START Given information
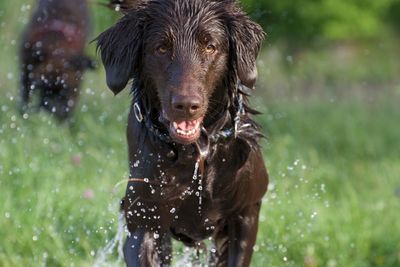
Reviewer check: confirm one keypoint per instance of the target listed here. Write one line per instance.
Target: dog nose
(187, 104)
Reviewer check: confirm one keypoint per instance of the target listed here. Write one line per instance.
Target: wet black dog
(196, 170)
(52, 55)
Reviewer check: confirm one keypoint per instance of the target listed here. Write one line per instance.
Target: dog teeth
(186, 133)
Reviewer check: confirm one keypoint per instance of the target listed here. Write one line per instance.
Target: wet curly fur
(190, 61)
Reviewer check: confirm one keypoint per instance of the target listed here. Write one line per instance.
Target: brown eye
(210, 49)
(162, 49)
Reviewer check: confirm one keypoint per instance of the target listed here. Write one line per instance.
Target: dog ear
(120, 48)
(123, 5)
(245, 38)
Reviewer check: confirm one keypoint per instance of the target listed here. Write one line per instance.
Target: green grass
(333, 158)
(333, 201)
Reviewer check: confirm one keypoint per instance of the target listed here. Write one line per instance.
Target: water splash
(118, 241)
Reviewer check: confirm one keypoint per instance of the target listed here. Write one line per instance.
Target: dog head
(181, 51)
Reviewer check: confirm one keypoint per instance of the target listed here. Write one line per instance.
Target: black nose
(189, 105)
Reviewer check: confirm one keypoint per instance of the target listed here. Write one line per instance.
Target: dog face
(183, 51)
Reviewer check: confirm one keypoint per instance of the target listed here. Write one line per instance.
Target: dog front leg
(235, 241)
(147, 249)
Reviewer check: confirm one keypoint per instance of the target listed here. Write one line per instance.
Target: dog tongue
(186, 125)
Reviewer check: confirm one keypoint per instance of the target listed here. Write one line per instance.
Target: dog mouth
(185, 131)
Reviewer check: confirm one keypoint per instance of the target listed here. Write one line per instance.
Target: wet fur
(234, 179)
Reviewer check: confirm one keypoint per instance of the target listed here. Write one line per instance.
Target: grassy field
(333, 157)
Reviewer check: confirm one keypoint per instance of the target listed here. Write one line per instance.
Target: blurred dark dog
(196, 169)
(52, 55)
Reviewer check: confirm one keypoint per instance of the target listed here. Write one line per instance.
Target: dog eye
(162, 49)
(210, 49)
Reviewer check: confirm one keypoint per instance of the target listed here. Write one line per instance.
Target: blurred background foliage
(302, 22)
(329, 90)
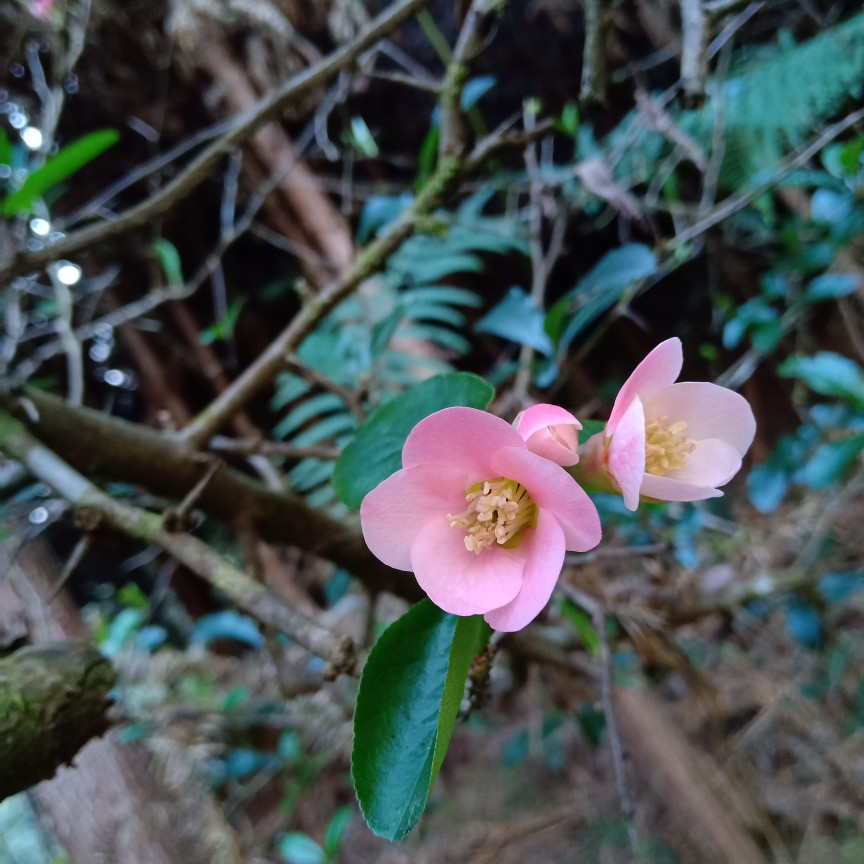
END Given information
= Task statement =
State how many lines in the records above contain the string "black", where case counts. Reply with the number alone.

= Exercise solution =
2